● **Verilen Metin**:
Eski Diyanet İşleri Başkanı Mehmet Görmez'den bomba eleştiri : Güç ve iktidar sahibi olmak...
Abone olSiyasetin dinileşmesi konusunda eleştirilerde bulunan Diyanet İşleri Eski Başkanı Mehmet Görmez, "Güç ve iktidar sahibi olmak, bizatihi ümmeti inşa etmenin önüne geçti." dedi. Kutuplaşmaya dikkat çeken Görmez, "Acemi itfaiyeci" benzetmesinde bulundu.
Eski Diyanet İşleri Başkanı Mehmet Görmez, “Şu anda ahlakî
üstünlük noktasında sorunlar yaşıyoruz” değerlendirmesi
yaptı. Açıkdeniz isimli dergiye değerlendirmelerde bulunan
Görmez'in açıklamalarından öne çıkanlar şöyle:
Dijitalleşmeyle birlikte davetin dilinde ve üslubunda bizatihi dijital dünyanın kavramları egemen olmaya başladı: imaj, reklam ve propaganda. Ancak imaj, reklam ve propaganda irşad, davet ve tebliğin aracı olarak kullanılamaz.
Biz şu bedenin sünnetlerini çok seviyoruz da, kalbin sünnetlerini, dilin, aklın, ruhun sünnetlerini ihmal ediyoruz. Öyle olduğu için de, kullandığımız din dilini bir türlü rahmetle buluşturamıyoruz.
"Güç ve iktidar sahibi olmak ümmeti inşa etmenin önüne
geçti"
Güç ve iktidar sahibi olmak, bizatihi ümmeti
inşa etmenin önüne geçti. Bu da beraberinde gündelik politik ve
ideolojik birşey doğurdu. Bu söylemin kendisi dinin sırtında yüke
dönüştü aslında. Ve bu sefer o gücü kaybetmemek bir gayeye dönüştü.

● **İşaretleme veri kümesi satırları**:
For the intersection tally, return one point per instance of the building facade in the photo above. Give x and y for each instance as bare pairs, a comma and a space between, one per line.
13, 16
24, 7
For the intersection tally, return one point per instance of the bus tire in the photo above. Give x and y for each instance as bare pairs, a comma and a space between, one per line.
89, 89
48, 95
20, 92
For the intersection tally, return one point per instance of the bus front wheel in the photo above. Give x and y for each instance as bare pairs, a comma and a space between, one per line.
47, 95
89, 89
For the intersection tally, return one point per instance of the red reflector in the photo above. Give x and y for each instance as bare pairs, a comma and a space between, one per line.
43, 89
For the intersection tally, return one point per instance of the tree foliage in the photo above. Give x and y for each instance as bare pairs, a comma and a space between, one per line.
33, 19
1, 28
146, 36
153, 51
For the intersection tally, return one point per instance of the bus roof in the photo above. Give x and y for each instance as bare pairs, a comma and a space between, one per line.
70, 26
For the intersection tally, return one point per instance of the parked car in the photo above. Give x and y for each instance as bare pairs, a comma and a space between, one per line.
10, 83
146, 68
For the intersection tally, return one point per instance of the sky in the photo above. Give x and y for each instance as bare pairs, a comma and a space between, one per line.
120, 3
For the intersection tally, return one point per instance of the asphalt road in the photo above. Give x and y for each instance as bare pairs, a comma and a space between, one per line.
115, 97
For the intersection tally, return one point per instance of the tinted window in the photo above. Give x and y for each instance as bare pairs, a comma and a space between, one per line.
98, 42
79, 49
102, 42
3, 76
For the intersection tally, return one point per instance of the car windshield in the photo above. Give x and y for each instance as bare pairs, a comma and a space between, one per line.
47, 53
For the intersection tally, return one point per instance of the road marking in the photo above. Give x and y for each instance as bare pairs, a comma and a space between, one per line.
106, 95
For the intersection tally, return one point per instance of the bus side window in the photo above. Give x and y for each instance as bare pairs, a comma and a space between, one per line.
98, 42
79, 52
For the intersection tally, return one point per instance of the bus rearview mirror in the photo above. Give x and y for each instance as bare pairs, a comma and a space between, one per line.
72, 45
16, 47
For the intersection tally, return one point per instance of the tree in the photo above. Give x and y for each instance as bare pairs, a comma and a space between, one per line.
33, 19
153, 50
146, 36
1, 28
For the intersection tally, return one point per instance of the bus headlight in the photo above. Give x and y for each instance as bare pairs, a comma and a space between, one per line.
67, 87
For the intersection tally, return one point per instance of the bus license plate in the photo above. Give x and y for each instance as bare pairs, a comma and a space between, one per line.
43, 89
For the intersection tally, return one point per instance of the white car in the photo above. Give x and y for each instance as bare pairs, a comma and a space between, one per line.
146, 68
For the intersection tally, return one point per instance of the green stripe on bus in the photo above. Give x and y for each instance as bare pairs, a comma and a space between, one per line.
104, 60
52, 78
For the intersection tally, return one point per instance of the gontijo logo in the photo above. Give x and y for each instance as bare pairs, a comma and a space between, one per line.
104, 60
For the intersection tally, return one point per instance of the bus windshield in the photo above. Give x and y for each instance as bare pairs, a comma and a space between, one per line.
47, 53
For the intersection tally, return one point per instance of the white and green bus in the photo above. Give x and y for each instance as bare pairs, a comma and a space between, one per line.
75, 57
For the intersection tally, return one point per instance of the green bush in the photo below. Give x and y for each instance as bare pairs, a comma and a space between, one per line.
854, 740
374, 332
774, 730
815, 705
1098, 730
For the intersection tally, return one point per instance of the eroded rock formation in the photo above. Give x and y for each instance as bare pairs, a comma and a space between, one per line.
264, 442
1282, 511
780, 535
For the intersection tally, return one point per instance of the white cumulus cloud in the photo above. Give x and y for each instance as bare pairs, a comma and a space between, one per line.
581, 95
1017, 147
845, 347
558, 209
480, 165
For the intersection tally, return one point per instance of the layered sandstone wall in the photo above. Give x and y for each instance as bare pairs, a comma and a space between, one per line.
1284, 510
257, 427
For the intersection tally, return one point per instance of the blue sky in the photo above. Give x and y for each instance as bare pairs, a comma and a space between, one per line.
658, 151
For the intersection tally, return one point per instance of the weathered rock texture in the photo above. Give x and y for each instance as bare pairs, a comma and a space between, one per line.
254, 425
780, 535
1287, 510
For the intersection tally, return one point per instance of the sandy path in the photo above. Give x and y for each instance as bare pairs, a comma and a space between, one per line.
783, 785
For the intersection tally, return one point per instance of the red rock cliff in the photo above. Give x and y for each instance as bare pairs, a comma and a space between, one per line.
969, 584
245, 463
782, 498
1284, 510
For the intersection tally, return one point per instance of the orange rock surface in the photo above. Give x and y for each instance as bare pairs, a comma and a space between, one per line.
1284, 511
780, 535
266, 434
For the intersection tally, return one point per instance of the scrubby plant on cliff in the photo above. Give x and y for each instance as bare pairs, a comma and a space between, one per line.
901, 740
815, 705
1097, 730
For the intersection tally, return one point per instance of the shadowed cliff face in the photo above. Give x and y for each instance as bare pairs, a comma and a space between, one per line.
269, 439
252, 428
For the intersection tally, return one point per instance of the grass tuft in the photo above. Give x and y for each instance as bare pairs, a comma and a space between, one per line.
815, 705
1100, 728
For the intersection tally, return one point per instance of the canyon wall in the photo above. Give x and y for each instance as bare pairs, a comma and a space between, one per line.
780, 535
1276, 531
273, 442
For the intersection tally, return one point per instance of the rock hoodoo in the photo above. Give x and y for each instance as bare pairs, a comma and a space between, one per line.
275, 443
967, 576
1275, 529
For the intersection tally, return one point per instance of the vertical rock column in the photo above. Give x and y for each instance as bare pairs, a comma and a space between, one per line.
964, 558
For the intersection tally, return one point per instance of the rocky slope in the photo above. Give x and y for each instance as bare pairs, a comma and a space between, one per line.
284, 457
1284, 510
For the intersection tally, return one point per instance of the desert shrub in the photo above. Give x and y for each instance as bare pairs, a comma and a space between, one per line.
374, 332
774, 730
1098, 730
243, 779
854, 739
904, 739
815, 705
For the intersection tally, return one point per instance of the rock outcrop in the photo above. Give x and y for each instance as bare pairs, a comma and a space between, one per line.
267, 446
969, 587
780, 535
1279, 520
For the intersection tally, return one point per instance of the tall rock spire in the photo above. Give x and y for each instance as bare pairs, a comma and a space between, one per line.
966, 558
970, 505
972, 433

● **Yönerge A**:
Verilen metne göre Mehmet Görmez, dijitalleşmeyle birlikte davetin diline ve üslubuna hangi üç kavramın egemen olmaya başladığını söylüyor?
● **Yönerge B**:
Aşağıdaki ifadelerin her biri verilen metinle uyuşuyor mu? Her biri için evet ya da hayır deyin ve metinden belirleyici sözleri aynen alıntılayın.
(i) Görmez değerlendirmelerini bir gazeteye yaptı.
(ii) Görmez'e göre bedenin sünnetleri ihmal ediliyor.
(iii) Görmez'e göre gücü kaybetmemek bir gayeye dönüştü.
● **Yönerge C**:
Verilen metinde "Abone olSiyasetin dinileşmesi" sözlerinin geçtiği yerden başlayın ve "aracı olarak kullanılamaz." sözlerinden sonra durun. Aradaki bölümü aynen yazıya geçirin.

● **Sorunun Çözümü A**:
İmaj, reklam ve propaganda.

● **Sorunun Çözümü B**:
(i) Hayır: "Açıkdeniz isimli dergiye değerlendirmelerde bulunan"
(ii) Hayır: "Biz şu bedenin sünnetlerini çok seviyoruz da"
(iii) Evet: "Ve bu sefer o gücü kaybetmemek bir gayeye dönüştü."

● **Sorunun Çözümü C**:
Abone olSiyasetin dinileşmesi konusunda eleştirilerde bulunan Diyanet İşleri Eski Başkanı Mehmet Görmez, "Güç ve iktidar sahibi olmak, bizatihi ümmeti inşa etmenin önüne geçti." dedi. Kutuplaşmaya dikkat çeken Görmez, "Acemi itfaiyeci" benzetmesinde bulundu.
Eski Diyanet İşleri Başkanı Mehmet Görmez, “Şu anda ahlakî
üstünlük noktasında sorunlar yaşıyoruz” değerlendirmesi
yaptı. Açıkdeniz isimli dergiye değerlendirmelerde bulunan
Görmez'in açıklamalarından öne çıkanlar şöyle:
Dijitalleşmeyle birlikte davetin dilinde ve üslubunda bizatihi dijital dünyanın kavramları egemen olmaya başladı: imaj, reklam ve propaganda. Ancak imaj, reklam ve propaganda irşad, davet ve tebliğin aracı olarak kullanılamaz.